§ Given text
********

Species of flowering plant

Impatiens serusiauxii is a species of flowering plant in the family Balsaminaceae. Native to Madagascar, it was formally described as a new species in 2020 by Eberhard Fischer, Elisette Rahelivololona, and Dorothee Killmann. The specific epithet honours the Belgian lichenologist Emmanuël Sérusiaux, who accompanied Fischer on a collecting trip where the type was collected. The plant is known only from Mt. Marojejy (in Marojejy National Park), where it grows in sclerophyllous cloud forest and ericaceous shrub at elevations of 1200 to 1500 m. It was previously mistaken for Impatiens manaharensis, which differs slightly in morphology such as leaf shape, and flower colour and structure.

********

§ Tasks
a: Reproduce the stretch of the Impatiens serusiauxii passage from "Impatiens serusiauxii is" through "colour and structure.".
b: Answer these from the Impatiens serusiauxii passage:
(i) In what year was the species formally described?
(ii) Whom does the specific epithet honor?
(iii) At what elevations does the plant grow?
c: Continue the Impatiens serusiauxii passage after its last sentence.

********

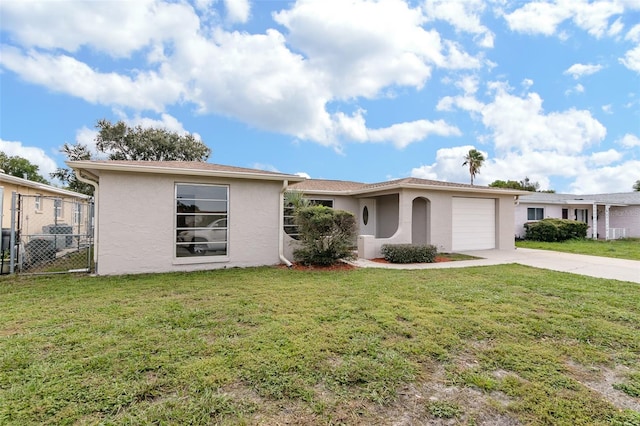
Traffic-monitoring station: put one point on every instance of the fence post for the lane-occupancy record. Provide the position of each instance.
(12, 248)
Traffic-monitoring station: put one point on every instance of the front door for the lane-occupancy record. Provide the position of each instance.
(368, 216)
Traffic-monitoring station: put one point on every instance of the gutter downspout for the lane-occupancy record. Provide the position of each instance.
(93, 183)
(285, 185)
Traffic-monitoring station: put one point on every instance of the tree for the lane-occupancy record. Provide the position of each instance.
(21, 167)
(525, 185)
(474, 159)
(68, 177)
(326, 235)
(121, 142)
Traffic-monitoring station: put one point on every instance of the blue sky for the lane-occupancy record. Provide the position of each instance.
(338, 89)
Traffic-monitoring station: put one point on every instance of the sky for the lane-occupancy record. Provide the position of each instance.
(361, 90)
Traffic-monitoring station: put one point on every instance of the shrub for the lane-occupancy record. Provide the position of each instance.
(409, 253)
(325, 235)
(551, 230)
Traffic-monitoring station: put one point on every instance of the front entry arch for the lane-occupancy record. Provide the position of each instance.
(420, 221)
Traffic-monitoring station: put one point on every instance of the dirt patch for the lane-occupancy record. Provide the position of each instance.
(340, 266)
(601, 380)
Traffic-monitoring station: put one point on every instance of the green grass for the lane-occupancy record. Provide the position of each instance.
(276, 346)
(628, 248)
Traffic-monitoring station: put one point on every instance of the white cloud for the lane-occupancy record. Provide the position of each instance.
(463, 15)
(403, 134)
(166, 122)
(579, 70)
(238, 10)
(631, 59)
(448, 166)
(619, 178)
(545, 17)
(303, 174)
(629, 141)
(62, 73)
(537, 18)
(527, 83)
(604, 158)
(527, 141)
(400, 135)
(343, 51)
(520, 123)
(37, 156)
(633, 34)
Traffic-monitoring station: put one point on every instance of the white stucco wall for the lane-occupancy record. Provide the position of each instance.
(440, 223)
(552, 211)
(137, 224)
(620, 217)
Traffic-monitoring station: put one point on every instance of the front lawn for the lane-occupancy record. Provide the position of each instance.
(628, 248)
(487, 345)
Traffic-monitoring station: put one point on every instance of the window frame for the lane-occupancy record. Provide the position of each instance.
(582, 215)
(37, 202)
(535, 215)
(181, 225)
(58, 208)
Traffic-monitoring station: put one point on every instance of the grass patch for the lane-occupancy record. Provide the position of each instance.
(628, 248)
(275, 346)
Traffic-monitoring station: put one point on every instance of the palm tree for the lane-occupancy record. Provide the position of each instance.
(474, 160)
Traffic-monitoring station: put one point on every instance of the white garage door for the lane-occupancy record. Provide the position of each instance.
(474, 224)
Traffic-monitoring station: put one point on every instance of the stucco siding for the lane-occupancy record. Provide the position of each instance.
(627, 217)
(387, 215)
(137, 224)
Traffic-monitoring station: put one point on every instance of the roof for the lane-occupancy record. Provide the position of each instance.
(195, 168)
(622, 198)
(40, 186)
(338, 187)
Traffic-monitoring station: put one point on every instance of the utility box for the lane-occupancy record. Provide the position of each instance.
(63, 234)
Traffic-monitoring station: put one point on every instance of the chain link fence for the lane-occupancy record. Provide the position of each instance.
(52, 234)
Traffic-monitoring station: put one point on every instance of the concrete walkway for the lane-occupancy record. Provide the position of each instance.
(592, 266)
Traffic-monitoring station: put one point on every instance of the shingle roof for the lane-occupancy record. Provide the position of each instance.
(411, 181)
(182, 168)
(41, 186)
(354, 188)
(190, 165)
(326, 185)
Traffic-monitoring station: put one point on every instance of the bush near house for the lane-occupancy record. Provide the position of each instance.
(551, 230)
(326, 235)
(409, 253)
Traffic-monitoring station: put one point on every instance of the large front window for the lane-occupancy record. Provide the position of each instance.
(201, 220)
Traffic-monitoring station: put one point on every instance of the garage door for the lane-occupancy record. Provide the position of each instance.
(474, 224)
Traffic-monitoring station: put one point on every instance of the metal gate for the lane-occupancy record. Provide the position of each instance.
(52, 234)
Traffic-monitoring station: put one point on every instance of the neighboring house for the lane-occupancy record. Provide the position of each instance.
(42, 204)
(183, 216)
(616, 215)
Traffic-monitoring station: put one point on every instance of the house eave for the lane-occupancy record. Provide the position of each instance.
(92, 167)
(40, 186)
(442, 188)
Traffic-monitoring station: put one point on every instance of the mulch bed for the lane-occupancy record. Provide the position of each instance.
(347, 267)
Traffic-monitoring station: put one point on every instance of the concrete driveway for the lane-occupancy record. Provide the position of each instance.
(592, 266)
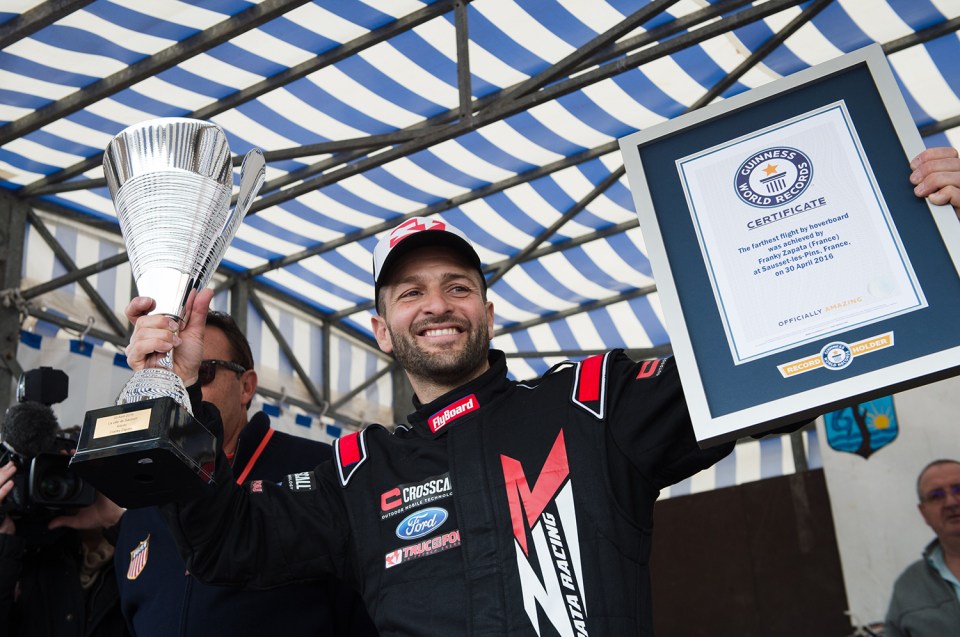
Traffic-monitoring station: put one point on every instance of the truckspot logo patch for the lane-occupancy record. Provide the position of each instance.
(451, 412)
(423, 548)
(420, 523)
(773, 176)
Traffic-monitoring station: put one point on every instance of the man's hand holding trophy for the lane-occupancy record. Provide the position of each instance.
(171, 181)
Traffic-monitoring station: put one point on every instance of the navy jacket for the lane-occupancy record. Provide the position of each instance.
(158, 596)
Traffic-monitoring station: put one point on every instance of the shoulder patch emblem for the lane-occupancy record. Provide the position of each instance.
(590, 384)
(650, 368)
(349, 452)
(138, 558)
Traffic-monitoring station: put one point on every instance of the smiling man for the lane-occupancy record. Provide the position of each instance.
(926, 597)
(501, 507)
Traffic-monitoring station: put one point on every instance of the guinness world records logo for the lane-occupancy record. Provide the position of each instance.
(773, 176)
(836, 355)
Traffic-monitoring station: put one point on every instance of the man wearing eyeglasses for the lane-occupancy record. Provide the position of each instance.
(926, 597)
(159, 597)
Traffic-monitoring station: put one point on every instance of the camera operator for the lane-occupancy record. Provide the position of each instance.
(55, 581)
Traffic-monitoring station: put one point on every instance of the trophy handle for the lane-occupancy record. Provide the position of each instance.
(253, 173)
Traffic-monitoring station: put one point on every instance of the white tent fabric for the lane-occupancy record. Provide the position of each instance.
(373, 110)
(97, 373)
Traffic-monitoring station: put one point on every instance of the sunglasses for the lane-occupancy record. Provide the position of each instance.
(940, 495)
(208, 369)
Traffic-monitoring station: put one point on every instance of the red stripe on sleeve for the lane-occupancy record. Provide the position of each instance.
(349, 450)
(589, 389)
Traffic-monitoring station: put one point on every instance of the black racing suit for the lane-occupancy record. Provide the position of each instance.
(503, 506)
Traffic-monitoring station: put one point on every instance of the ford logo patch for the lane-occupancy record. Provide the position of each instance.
(421, 523)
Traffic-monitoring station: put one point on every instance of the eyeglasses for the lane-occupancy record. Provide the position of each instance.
(937, 496)
(208, 369)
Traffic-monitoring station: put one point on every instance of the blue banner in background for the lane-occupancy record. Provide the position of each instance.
(862, 429)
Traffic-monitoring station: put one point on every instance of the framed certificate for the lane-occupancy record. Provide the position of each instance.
(797, 271)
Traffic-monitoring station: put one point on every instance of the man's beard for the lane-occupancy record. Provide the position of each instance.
(442, 367)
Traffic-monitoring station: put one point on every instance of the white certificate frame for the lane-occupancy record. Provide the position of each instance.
(815, 377)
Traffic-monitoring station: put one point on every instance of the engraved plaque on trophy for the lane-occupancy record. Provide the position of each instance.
(171, 181)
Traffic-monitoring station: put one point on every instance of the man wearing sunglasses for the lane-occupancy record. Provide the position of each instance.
(926, 597)
(158, 596)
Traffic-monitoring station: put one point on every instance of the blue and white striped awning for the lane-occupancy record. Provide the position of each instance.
(368, 112)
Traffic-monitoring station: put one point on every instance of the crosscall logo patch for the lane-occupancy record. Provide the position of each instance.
(420, 523)
(773, 177)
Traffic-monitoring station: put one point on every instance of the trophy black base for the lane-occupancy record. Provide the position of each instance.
(145, 453)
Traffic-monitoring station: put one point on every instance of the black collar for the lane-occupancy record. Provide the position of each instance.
(436, 417)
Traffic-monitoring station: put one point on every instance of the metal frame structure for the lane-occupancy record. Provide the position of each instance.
(606, 56)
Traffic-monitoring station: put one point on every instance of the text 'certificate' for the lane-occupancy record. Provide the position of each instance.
(796, 237)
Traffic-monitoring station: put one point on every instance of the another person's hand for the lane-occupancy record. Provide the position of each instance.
(936, 175)
(7, 527)
(155, 334)
(103, 513)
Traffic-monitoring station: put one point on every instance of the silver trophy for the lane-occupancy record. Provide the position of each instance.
(171, 180)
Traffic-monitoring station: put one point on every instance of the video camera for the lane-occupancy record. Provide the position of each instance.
(31, 438)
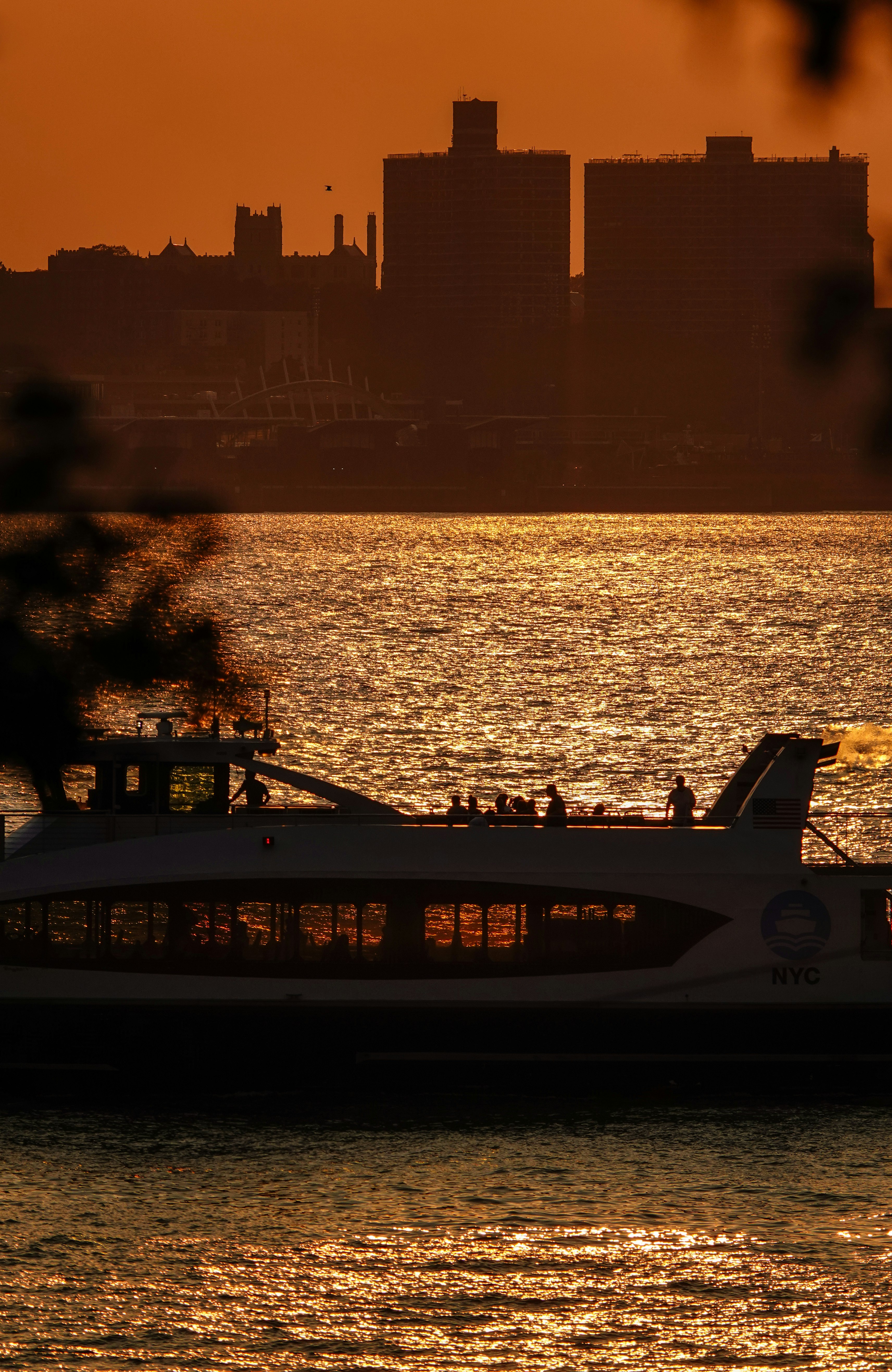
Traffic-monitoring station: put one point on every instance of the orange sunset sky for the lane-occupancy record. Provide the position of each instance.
(128, 123)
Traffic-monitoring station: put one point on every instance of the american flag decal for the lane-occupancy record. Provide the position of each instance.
(777, 814)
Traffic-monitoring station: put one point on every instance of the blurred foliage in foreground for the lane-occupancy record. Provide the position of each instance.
(90, 603)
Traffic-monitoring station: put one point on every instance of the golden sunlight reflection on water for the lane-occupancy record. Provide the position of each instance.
(412, 656)
(562, 1238)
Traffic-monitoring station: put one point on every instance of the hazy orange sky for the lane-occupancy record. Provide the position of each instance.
(128, 123)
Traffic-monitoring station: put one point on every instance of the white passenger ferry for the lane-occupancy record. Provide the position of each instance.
(154, 934)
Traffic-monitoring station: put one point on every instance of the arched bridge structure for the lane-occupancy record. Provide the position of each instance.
(346, 401)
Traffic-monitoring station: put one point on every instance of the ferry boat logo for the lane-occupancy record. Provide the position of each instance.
(795, 925)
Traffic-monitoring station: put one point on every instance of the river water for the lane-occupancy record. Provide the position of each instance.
(451, 1235)
(411, 656)
(414, 656)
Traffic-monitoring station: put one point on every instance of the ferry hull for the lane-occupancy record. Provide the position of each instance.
(146, 1047)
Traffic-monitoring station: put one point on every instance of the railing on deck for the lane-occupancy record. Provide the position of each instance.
(865, 836)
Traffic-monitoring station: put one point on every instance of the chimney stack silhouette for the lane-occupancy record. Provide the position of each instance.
(371, 239)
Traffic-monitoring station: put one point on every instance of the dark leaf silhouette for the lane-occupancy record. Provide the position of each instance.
(88, 604)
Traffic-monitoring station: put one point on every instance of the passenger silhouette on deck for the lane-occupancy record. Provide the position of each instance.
(681, 802)
(556, 813)
(256, 794)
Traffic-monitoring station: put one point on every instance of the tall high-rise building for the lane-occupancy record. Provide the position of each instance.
(479, 234)
(707, 249)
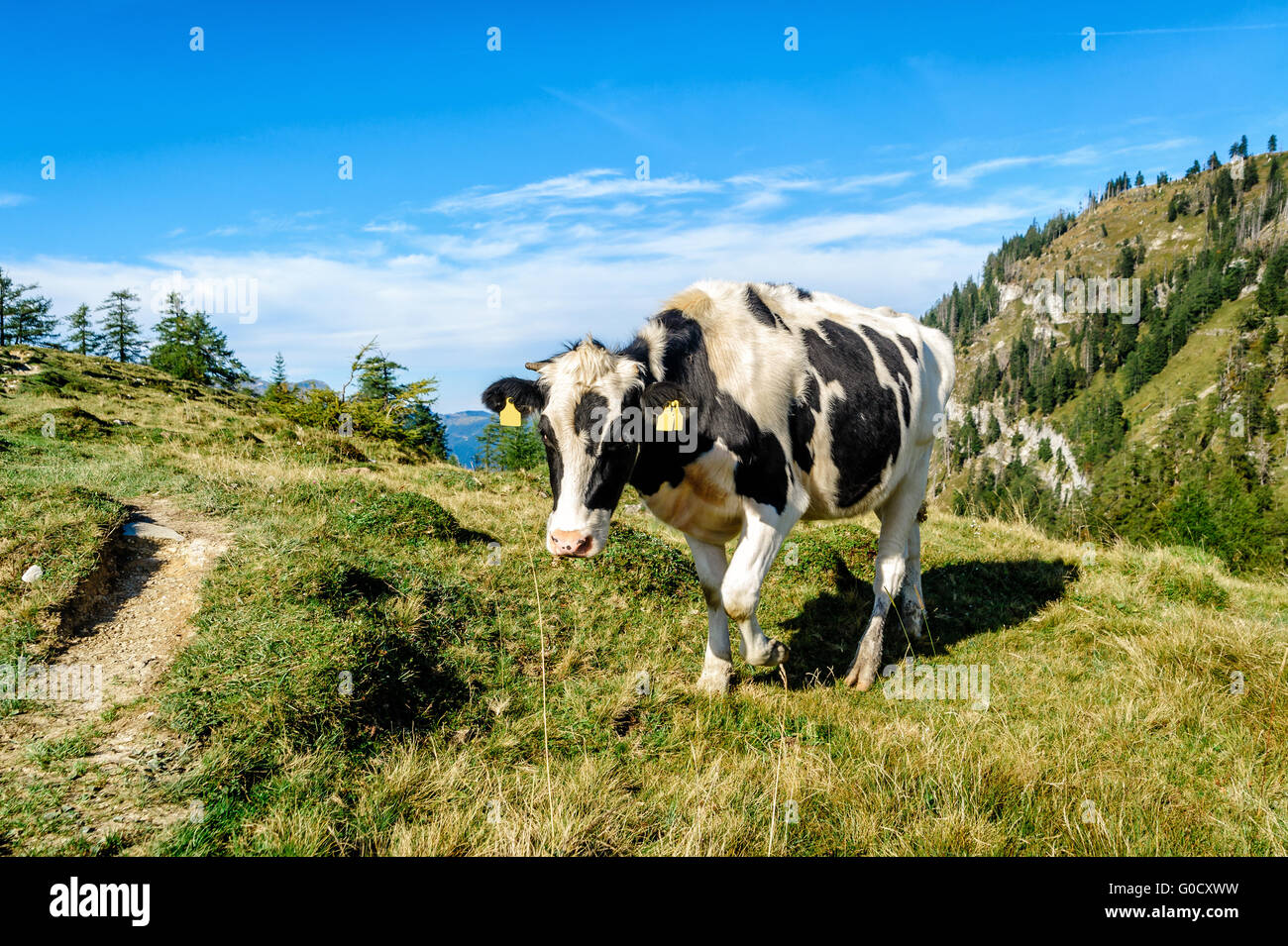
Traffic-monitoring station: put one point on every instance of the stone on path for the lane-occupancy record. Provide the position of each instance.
(151, 530)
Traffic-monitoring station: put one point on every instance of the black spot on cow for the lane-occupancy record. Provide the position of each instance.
(763, 312)
(863, 420)
(591, 407)
(761, 472)
(800, 424)
(893, 361)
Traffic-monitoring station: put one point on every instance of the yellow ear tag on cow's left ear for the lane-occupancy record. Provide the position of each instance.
(671, 418)
(510, 416)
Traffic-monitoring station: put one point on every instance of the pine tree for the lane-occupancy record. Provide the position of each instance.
(13, 297)
(120, 336)
(376, 378)
(191, 348)
(277, 386)
(1249, 175)
(80, 338)
(31, 323)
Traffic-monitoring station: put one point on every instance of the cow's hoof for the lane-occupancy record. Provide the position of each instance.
(716, 683)
(861, 675)
(776, 653)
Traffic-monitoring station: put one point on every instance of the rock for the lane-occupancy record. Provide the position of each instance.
(151, 530)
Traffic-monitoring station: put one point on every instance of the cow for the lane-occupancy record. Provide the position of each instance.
(794, 404)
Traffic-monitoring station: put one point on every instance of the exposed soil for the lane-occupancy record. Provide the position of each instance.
(129, 619)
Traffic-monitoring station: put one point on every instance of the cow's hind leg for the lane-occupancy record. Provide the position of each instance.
(912, 606)
(763, 536)
(717, 666)
(898, 520)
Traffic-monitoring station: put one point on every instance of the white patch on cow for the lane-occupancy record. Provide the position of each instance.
(566, 378)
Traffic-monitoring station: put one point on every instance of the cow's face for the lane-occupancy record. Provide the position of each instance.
(578, 396)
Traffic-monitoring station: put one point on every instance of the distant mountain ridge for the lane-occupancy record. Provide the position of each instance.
(1124, 370)
(463, 430)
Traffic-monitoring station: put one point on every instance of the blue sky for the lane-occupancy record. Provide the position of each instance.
(494, 210)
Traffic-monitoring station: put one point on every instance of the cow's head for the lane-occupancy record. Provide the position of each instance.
(580, 396)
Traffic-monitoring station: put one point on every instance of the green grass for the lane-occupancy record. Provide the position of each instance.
(1111, 668)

********

§ Answers for each item
a:
Impatiens serusiauxii is a species of flowering plant in the family Balsaminaceae. Native to Madagascar, it was formally described as a new species in 2020 by Eberhard Fischer, Elisette Rahelivololona, and Dorothee Killmann. The specific epithet honours the Belgian lichenologist Emmanuël Sérusiaux, who accompanied Fischer on a collecting trip where the type was collected. The plant is known only from Mt. Marojejy (in Marojejy National Park), where it grows in sclerophyllous cloud forest and ericaceous shrub at elevations of 1200 to 1500 m. It was previously mistaken for Impatiens manaharensis, which differs slightly in morphology such as leaf shape, and flower colour and structure.

b:
(i) 2020
(ii) The Belgian lichenologist Emmanuël Sérusiaux
(iii) 1200 to 1500 m

c:
==Description==
Impatiens serusiauxii is a perennial herb that grows upright and lacks hair (glabrous). The plant features succulent green stems reaching heights of 29–50 cm. The leaves are arranged alternately along the stem and have short stalks (petiole) 2–3 mm long, which may bear up to one pair of nectar-producing glands (extrafloral nectaries). The leaf blades are linear-lanceolate (long and narrow, tapering to a point), measuring 2.3–5.5 cm long and 0.4–0.9 cm wide, with their widest point at the middle. The upper surface is fresh to dark green and glossy, while the undersides are pale green with a purple tinge. Each leaf has 4–5 pairs of secondary veins and 6–7 pairs of teeth along the edges, each tooth tipped with a glandular appendage.

The flowers emerge from the leaf axils either singly or in pairs, on distinctly curved stalks (pedicels) typically 3.5–4 cm long. Each flower is predominantly white, with distinctive markings: two deep red dots and two yellow dots on the fused lateral petals. The upper (dorsal) petal features a greenish ridge (crest) and a small projection (apicule).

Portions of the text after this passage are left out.